** BEGIN Text segment **

First-pass and total viewing durations were shorter for neutral- than for full-tone targets. Although the effect did not reach significance for first-fixation durations (–4 ms), b = –0.018 ms, SE = 0.013, t = 1.41, it was reliable for gaze durations (–18 ms) and total viewing durations (–31 ms), b = –0.046 ms, SE = 0.020, t = 2.24, and b = –0.072 ms, SE = 0.025, t = 2.88, respectively. Additional analyses of regressions to the target, shown in Fig. 8, also revealed a significant effect of lexical tone, with fewer regressions to neutral- than to full-tone targets (6.3 % and 8.8 %, respectively), b = –.352 [logits], SE = .171, z = 2.06. Neutral-tone targets also received fewer first-pass fixations than full-tone targets (1.20 and 1.24, respectively). Although small, the effect was marginally significant, b = .188 [logits], SE = .103, z = 1.83, p < .1. It replicates a corresponding finding in Yan et al. (2014) and is consistent with the effect of lexical stress in Ashby and Clifton (2005), in which words with one stress received fewer fixations than those with two stresses.

Fig. 8
figure 8

Mean regression rates to the target after a subsequent word in the sentence had been viewed. The syllabic tone articulation SE from the mixed model was used to compute the 95 % confidence intervals

The analysis of AD effects revealed numerically shorter durations in the identical than in the two nonidentical AD syllable conditions, but the size of the syllable match effect was quite small for first-fixation durations and gaze durations (3 and 5 ms, respectively), and did not approach significance (both t values < 1.5). The estimated effect size was larger and marginally reliable for total viewing durations (11 ms), b = –.009 ms, SE = .005, t = 1.85, p < .1. No other AD effect approached significance, all t values < 1.5.

** END Text segment **
** BEGIN Data supplied **

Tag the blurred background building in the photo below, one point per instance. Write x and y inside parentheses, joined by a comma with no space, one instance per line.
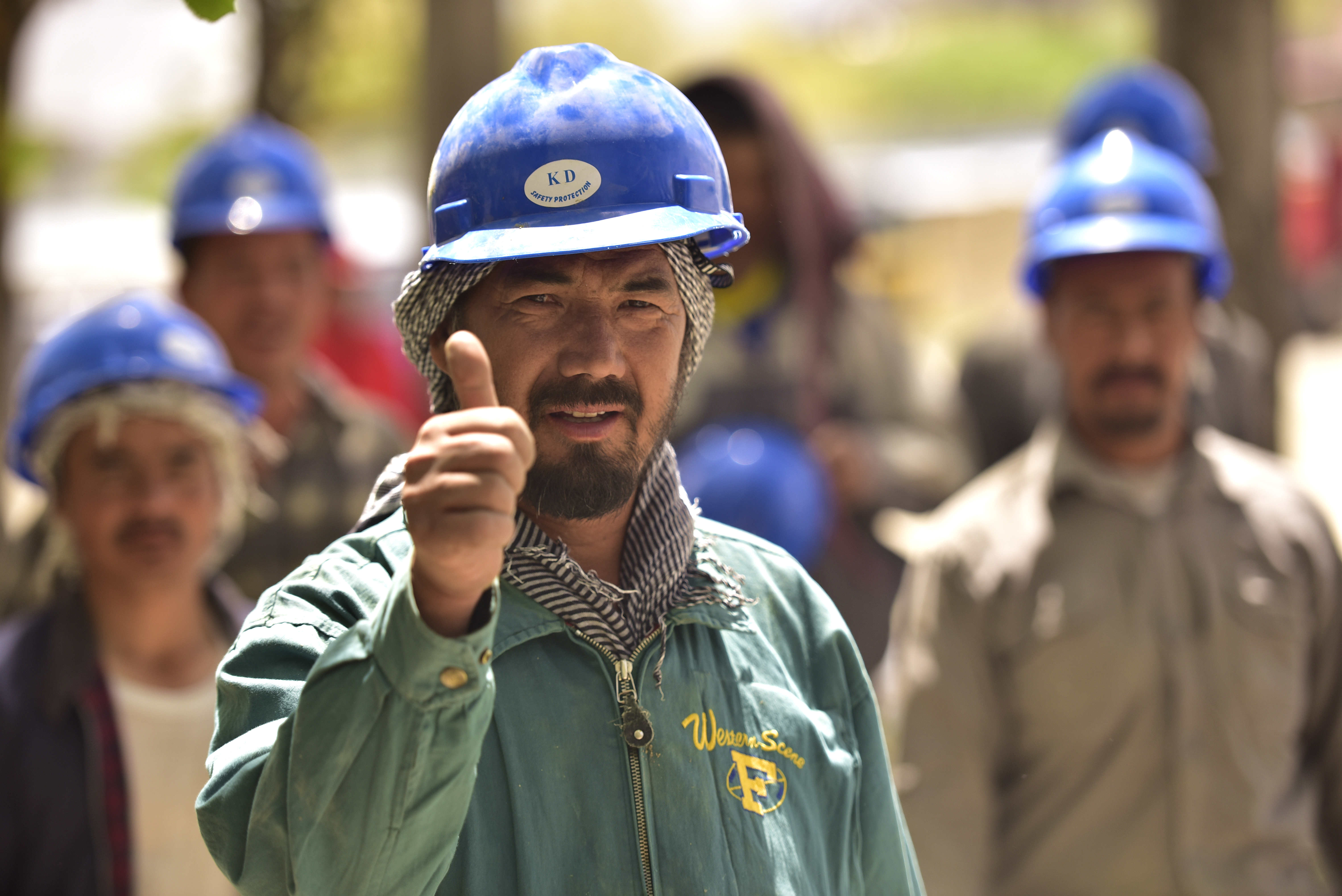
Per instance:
(933,119)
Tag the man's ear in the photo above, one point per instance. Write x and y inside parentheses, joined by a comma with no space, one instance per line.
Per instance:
(1049,314)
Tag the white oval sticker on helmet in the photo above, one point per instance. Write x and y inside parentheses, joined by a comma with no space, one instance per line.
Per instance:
(567,182)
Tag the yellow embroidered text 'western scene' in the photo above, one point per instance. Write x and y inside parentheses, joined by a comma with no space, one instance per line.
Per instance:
(709,736)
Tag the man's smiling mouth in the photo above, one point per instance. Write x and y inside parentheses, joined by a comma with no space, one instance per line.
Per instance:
(584,416)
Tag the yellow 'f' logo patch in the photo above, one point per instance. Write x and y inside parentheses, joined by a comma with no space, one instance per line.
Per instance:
(756,782)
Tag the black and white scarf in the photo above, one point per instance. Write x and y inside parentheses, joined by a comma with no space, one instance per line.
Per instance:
(659,567)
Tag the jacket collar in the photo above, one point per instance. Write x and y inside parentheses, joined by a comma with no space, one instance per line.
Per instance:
(72,656)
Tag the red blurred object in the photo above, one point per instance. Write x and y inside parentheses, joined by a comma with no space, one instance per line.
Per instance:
(367,351)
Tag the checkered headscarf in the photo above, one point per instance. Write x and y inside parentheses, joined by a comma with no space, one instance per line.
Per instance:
(429,297)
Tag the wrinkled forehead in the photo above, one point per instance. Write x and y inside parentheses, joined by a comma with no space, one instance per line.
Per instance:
(1124,273)
(617,266)
(137,432)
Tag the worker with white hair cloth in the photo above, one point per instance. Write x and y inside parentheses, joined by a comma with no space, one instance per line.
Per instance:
(132,420)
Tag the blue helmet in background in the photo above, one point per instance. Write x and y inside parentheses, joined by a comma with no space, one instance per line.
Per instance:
(575,151)
(133,337)
(760,477)
(257,176)
(1151,101)
(1120,194)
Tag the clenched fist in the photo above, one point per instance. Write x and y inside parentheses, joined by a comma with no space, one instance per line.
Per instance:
(462,481)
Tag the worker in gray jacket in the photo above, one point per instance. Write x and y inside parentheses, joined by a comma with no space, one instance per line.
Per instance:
(1116,666)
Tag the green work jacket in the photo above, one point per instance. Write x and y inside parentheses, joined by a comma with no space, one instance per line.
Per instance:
(358,752)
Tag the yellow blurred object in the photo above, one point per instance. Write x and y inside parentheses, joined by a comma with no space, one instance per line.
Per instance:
(748,297)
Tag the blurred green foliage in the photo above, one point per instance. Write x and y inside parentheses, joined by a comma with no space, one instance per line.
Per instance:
(27,160)
(211,10)
(149,170)
(364,72)
(901,70)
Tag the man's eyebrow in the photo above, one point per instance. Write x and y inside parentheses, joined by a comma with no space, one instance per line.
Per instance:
(647,284)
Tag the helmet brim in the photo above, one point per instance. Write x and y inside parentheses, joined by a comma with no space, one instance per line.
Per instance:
(613,229)
(1114,234)
(210,219)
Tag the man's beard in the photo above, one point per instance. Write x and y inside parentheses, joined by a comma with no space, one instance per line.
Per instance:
(1137,422)
(592,479)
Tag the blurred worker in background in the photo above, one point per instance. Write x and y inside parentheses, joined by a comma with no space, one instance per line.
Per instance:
(252,230)
(133,422)
(792,347)
(535,670)
(1117,663)
(1010,384)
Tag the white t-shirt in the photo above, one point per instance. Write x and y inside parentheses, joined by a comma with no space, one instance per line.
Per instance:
(164,740)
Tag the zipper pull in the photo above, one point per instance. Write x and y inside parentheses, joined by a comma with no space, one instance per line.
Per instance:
(634,721)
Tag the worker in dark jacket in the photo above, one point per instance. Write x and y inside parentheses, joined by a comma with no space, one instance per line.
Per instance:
(132,420)
(794,351)
(1010,382)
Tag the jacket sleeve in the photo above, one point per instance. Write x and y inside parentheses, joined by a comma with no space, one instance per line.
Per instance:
(1324,736)
(941,721)
(889,862)
(343,758)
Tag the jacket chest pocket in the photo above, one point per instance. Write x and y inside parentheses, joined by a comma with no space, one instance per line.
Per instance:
(1262,650)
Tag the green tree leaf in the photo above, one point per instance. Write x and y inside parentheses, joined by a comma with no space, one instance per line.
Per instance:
(211,10)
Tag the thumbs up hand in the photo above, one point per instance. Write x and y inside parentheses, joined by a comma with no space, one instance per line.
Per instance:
(462,481)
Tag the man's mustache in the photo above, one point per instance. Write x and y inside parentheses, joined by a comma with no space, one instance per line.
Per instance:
(556,395)
(1120,373)
(143,528)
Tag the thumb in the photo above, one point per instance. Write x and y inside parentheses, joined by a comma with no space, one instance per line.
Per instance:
(469,367)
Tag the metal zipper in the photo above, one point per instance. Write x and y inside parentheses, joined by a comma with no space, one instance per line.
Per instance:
(638,733)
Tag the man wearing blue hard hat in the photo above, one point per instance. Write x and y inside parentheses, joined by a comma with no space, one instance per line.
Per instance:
(250,225)
(1117,664)
(133,422)
(533,668)
(1009,384)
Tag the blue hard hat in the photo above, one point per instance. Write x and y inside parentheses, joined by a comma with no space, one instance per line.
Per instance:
(760,477)
(257,176)
(575,151)
(1120,194)
(1148,100)
(133,337)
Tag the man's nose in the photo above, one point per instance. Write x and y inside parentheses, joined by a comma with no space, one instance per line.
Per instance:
(1136,341)
(153,494)
(592,348)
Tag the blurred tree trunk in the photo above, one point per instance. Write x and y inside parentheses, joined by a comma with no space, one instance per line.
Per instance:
(1227,49)
(288,44)
(13,14)
(461,56)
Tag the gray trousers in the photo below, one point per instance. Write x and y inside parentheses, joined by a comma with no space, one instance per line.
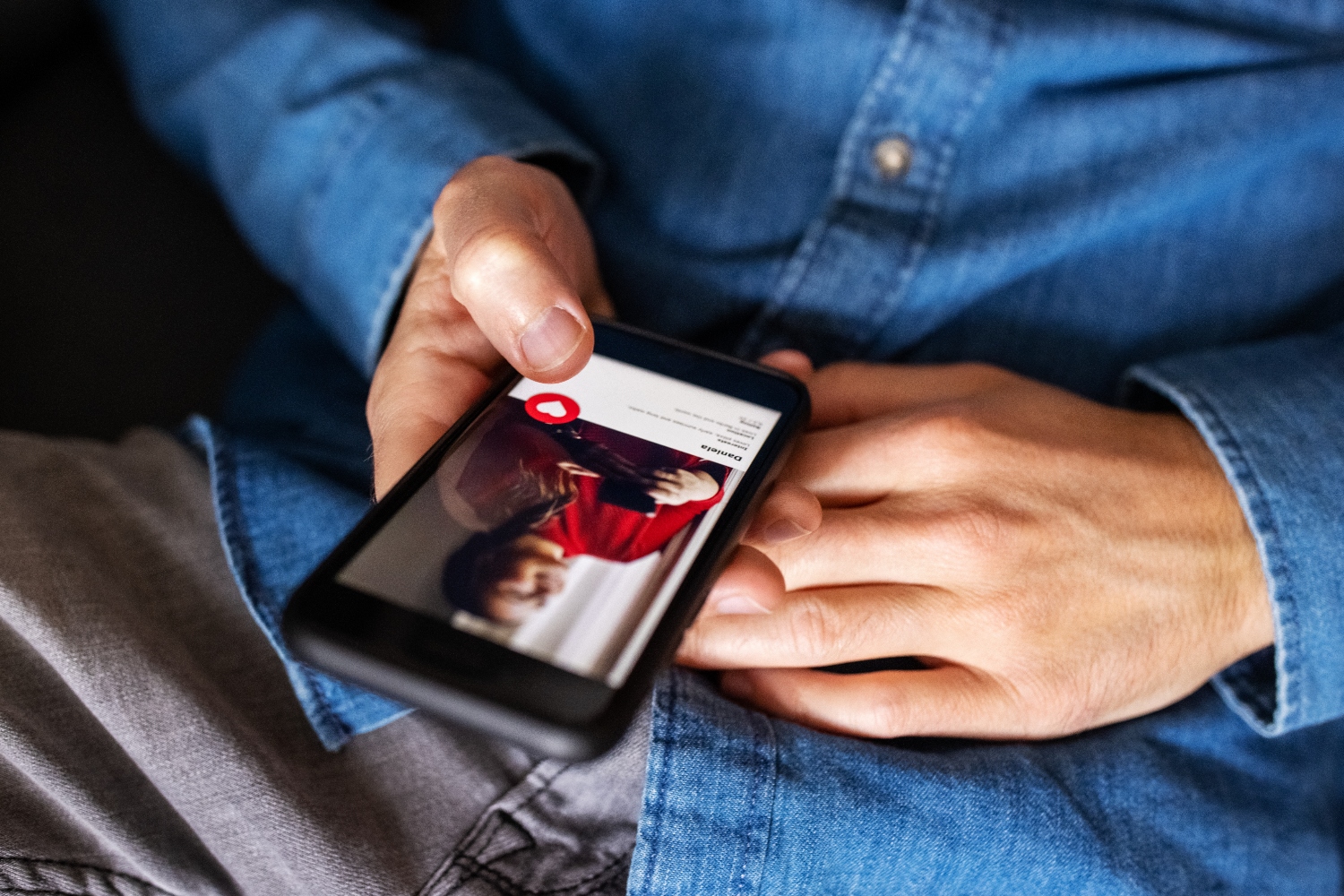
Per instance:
(150,742)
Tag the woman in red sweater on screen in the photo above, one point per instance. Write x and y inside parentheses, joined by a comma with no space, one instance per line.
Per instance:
(589,490)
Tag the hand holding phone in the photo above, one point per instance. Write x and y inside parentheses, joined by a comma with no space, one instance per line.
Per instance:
(537,567)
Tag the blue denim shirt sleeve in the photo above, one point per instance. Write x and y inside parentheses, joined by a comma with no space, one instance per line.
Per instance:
(328,132)
(1273,413)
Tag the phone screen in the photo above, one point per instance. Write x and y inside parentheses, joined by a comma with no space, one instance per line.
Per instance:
(564,520)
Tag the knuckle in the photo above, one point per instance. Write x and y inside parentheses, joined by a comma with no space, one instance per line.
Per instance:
(887,716)
(488,253)
(983,375)
(814,629)
(976,538)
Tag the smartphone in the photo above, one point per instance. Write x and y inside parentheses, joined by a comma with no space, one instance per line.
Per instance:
(535,570)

** END Data supplied **

Set exercise A: From the reading-study text on lexical tone, quote the stretch from "Mean regression rates" through "values < 1.5.".
Set exercise B: Continue the passage on lexical tone and eye movements from where it stops.

Task answer A:
Mean regression rates to the target after a subsequent word in the sentence had been viewed. The syllabic tone articulation SE from the mixed model was used to compute the 95 % confidence intervals

The analysis of AD effects revealed numerically shorter durations in the identical than in the two nonidentical AD syllable conditions, but the size of the syllable match effect was quite small for first-fixation durations and gaze durations (3 and 5 ms, respectively), and did not approach significance (both t values < 1.5). The estimated effect size was larger and marginally reliable for total viewing durations (11 ms), b = –.009 ms, SE = .005, t = 1.85, p < .1. No other AD effect approached significance, all t values < 1.5.

Task answer B:
Posttarget word region

The target’s lexical tone did not influence any of the three posttarget viewing duration measures, all t values < 1.4. AD type influenced posttarget viewing, with longer—not shorter—viewing durations in the identical condition than in the two nonidentical AD conditions. The corresponding syllable match contrast was significant for first-fixation durations (8 ms), gaze durations (14 ms), and total viewing durations (10 ms): b = .008 ms, SE = .004, t = 2.21; b = .013, SE = .005, t = 2.78; and b = .011 ms, SE = .005, t = 2.21, respectively. The similarity contrast—that is, the difference between the similar and dissimilar AD conditions—was negligible (2, 6, and 13 ms, respectively) and not reliable, t values < 1.5, for all three viewing duration measures. None of the remaining effects, including the interactions of tone type with AD type, approached significance, all t values < 1.5. That is, the tone articulation the target’s second syllable did not modulate the effects of an AD syllable.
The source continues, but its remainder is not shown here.